Location annotation dataset excerpts:
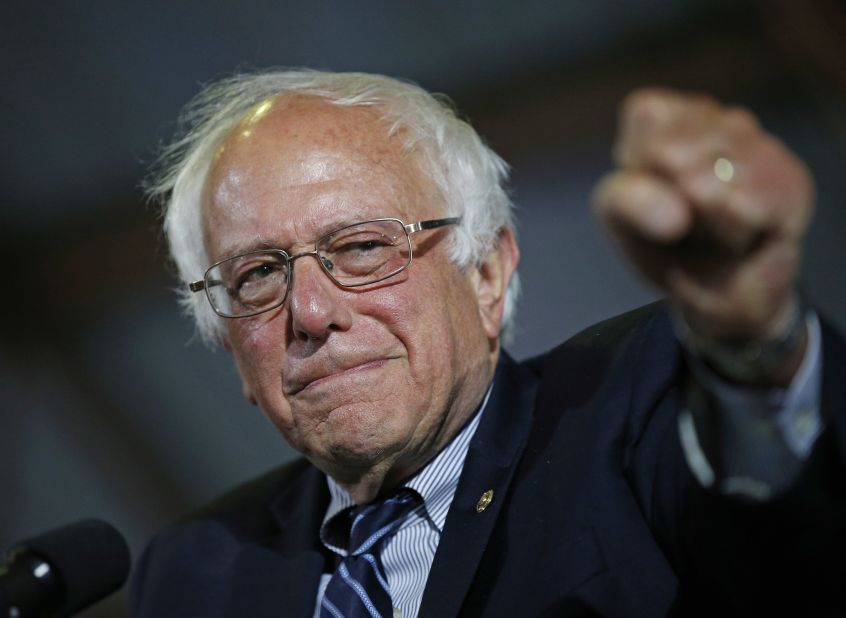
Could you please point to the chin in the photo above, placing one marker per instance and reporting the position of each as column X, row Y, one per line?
column 359, row 435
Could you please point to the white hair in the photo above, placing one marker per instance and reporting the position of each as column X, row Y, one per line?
column 470, row 176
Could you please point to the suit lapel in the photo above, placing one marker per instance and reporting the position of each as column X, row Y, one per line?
column 491, row 460
column 279, row 575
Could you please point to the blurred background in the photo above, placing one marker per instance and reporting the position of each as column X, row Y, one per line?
column 110, row 407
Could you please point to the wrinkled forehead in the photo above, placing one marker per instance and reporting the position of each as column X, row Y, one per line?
column 299, row 150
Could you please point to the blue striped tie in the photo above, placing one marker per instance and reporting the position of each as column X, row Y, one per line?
column 359, row 588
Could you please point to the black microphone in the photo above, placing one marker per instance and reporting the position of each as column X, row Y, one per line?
column 63, row 571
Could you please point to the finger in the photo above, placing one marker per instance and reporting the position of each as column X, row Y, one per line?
column 735, row 300
column 634, row 203
column 648, row 120
column 668, row 133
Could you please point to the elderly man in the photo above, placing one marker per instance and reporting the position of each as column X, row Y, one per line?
column 349, row 241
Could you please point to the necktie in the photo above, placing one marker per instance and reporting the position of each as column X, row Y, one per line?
column 359, row 588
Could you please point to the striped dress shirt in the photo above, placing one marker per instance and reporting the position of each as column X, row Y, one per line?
column 408, row 555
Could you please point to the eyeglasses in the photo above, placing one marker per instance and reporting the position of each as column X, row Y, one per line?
column 353, row 256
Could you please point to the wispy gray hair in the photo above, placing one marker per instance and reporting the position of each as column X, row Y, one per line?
column 470, row 176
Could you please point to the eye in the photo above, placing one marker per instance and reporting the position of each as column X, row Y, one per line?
column 258, row 273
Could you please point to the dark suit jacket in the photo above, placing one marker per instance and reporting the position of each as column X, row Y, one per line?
column 594, row 510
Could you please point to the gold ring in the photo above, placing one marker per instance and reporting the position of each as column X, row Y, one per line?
column 724, row 169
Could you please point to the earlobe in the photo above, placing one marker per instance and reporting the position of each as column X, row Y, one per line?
column 494, row 273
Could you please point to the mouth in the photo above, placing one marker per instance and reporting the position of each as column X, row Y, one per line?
column 314, row 381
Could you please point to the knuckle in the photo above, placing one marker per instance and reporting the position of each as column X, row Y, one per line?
column 740, row 119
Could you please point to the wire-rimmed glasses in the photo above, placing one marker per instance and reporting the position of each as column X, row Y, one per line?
column 354, row 255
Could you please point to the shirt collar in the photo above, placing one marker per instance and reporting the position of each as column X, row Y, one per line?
column 436, row 482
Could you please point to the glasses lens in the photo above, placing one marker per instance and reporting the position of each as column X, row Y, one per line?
column 366, row 252
column 248, row 284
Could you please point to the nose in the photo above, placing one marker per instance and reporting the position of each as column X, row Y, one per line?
column 315, row 305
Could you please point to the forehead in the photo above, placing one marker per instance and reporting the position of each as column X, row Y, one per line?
column 296, row 167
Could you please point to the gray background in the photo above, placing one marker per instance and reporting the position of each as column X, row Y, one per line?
column 110, row 408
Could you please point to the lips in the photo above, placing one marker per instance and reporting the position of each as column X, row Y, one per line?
column 312, row 375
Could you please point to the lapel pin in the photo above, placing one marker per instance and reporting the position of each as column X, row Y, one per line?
column 484, row 501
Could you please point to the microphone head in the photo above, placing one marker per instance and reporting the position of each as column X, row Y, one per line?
column 90, row 558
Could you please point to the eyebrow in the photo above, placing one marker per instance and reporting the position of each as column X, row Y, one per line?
column 263, row 245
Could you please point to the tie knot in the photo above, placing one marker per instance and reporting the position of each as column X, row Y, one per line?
column 372, row 522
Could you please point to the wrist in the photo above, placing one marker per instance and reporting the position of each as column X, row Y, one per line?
column 771, row 361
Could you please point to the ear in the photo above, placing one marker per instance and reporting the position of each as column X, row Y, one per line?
column 493, row 275
column 245, row 387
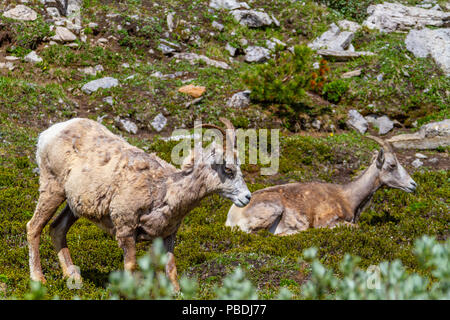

- _REQUIRED WORK_:
Can you reproduce every line of the records above word for word, leaving out the pictures?

- _THE OUTPUT_:
Could you please point to the chin in the photo above, placing one marker per instance and reporting the position of each as column X, row Y, one per line?
column 359, row 435
Could you please point to the white hair in the photo above, placing one marker per instance and reporting the position of each as column X, row Y, one per line?
column 470, row 176
Could you please point to the suit lapel in the photo above, placing one marker per instance and reporting the position of each as column X, row Y, one per line?
column 491, row 460
column 279, row 575
Could you please point to the blurred background in the photo above, placing one marker per instance and reporting the position of each as column X, row Y, one per line?
column 110, row 407
Could you please point to the wrinkled forehead in the photo above, placing one marker per instance and reporting the position of each as column X, row Y, one per line?
column 299, row 150
Could you please point to the blue striped tie in the photo above, placing one marker per instance and reporting the position of each as column X, row Y, one per line?
column 359, row 588
Could you please point to the black microphone in the photo above, placing one marker per instance and reporting the position of each as column X, row Y, one per line?
column 63, row 571
Could you please point to the finger in the photo above, placing one marker per instance and reporting the position of each as column X, row Y, one per line?
column 735, row 300
column 634, row 203
column 648, row 120
column 668, row 133
Could you please point to the elderly man in the photo above, placing one marker per instance and reporting the position of each as column X, row Y, one per line?
column 349, row 241
Could you please point to the necktie in the photo above, placing one marker per instance and reporting the position of each as column X, row Y, one per line?
column 359, row 588
Could you please point to the striped dress shirt in the photo above, placing one marker per instance and reporting the position of each as column X, row Y, one per line?
column 408, row 555
Could you please point to the eyeglasses in the photo above, placing one marker per instance and reporting the position of each as column X, row Y, one per line?
column 353, row 256
Could you please point to the wispy gray hair in the photo above, placing one marker per instance and reporting the position of each as column X, row Y, one per line?
column 470, row 176
Could you please point to the eye in the photo above, placing one marker per instance and reporting the position of each as column X, row Y, one per line?
column 258, row 273
Could you please point to the dark suit jacket in the photo above, placing one marker per instance and reporting the position of each as column X, row Y, one per line?
column 594, row 510
Could you please point to the gold ring in the photo above, placing one marker per instance and reporting the position of each as column X, row Y, one per line?
column 724, row 169
Could you please point to the earlobe in the photo above, placing one marker per instance and reporting the position of each as column X, row Y, one per line?
column 494, row 273
Could you please point to the mouth in the photo above, placing one marker per instance and reporting the position of each as column X, row Y, one per line?
column 314, row 381
Could you please point to the knuckle in the photo above, placing one marker per instance and reporting the position of each as column X, row Y, one per line?
column 740, row 119
Could you please point to the wire-rimmed glasses in the photo above, placing one marker per instance and reporting the position of each as column X, row Y, one per line?
column 354, row 255
Could you please point to the shirt collar in the photo above, placing one marker per instance and reporting the position of each as column X, row Y, one per line?
column 436, row 482
Could you please point to the glasses lens in the photo above, placing one marker per instance and reporting the position of each as column X, row Y, one per line?
column 366, row 252
column 248, row 284
Could you please point to the nose in the photo above, placing one marker per instance and reporting the position of each as column X, row Y, one per line?
column 315, row 305
Could you please point to the forehead in the photo above, placing one marker per instance and reporting the position of each as column X, row Y, one per line?
column 296, row 167
Could you please point to the gray background in the photo above, placing one marker per instance and reporting the position of each as column X, row Y, one per line?
column 110, row 408
Could you please point to the lips in the photo above, placing one marker per instance and reporting the position of each as column X, row Y, one per line?
column 312, row 375
Could you please point to the lapel pin in the photo above, placing one marker per instance and reporting the position of each as column X, row Y, one per line?
column 484, row 501
Could you please point to the microphone head in the photo above, placing one marker per instance and reporting the position of each as column X, row Y, one per line?
column 90, row 558
Could you please point to the eyebrow in the photo above, placing one marker per instance and reporting the position of each as column X, row Y, one per line?
column 263, row 245
Could you please point to the tie knot in the photo above, placing one marker per instance and reporting the position of each as column X, row Y, one per line?
column 372, row 522
Could you please point to the wrist in the photo above, placing one marker per instance and reporting the position of each as column X, row Y, one per line?
column 771, row 361
Could you please point to the ear in the photo above, placing one marker per instance and reporting the position of each as column X, row Y, one per line?
column 493, row 275
column 245, row 387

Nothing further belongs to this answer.